━━━━━ EXCERPTED DATA ━━━━━

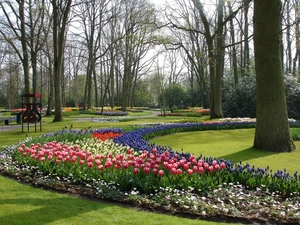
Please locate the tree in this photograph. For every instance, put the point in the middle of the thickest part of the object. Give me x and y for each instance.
(272, 128)
(61, 10)
(22, 27)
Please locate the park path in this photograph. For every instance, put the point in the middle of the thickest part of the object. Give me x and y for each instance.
(4, 128)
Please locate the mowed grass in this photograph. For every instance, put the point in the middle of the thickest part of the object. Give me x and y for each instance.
(24, 204)
(234, 145)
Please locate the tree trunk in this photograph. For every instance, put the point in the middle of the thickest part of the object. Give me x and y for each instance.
(272, 128)
(60, 19)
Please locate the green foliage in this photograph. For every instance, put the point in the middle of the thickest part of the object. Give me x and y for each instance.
(240, 100)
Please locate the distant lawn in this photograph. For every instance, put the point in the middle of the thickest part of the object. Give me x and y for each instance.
(24, 204)
(234, 145)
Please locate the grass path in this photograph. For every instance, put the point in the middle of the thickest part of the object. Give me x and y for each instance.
(234, 145)
(22, 204)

━━━━━

» EXERCISE REQUIREMENTS
Without the pictures, reproduce every entry exactly as written.

» SOLVED EXERCISE
Please locate the tree in this photograph. For every instance, put the point in the middle of the thickest part of the object. Give me x and y for each instance.
(272, 128)
(61, 10)
(22, 27)
Please locate the park path in this photograph. For every instance, put the point in the middle of the thickest part of the object. Give me x and y for each instance.
(4, 128)
Please locate the mowed grass in this photograph. For every instance, put the point in the middle of the thickest part of the object. Give me x and y for each instance.
(24, 204)
(234, 145)
Please locate the tree trunk in this photograph. For every instance, put the point in the middle of the thickest part of the object. Give me x and y for each instance.
(272, 128)
(60, 19)
Please locate the green foliage in this photograph. For every instance, put the point in the middle of the thickest part of the object. Give me x and y for each instance.
(240, 100)
Please locate the distant lawn in this photograph. For every instance, put the point in the middle of the thickest part of the object. Give me x and y for each instance.
(24, 204)
(234, 145)
Please locate the grass path in this photograph. For every instance, put the point in the middle of the thickest part of the object. Give me x and y for each instance.
(234, 145)
(22, 204)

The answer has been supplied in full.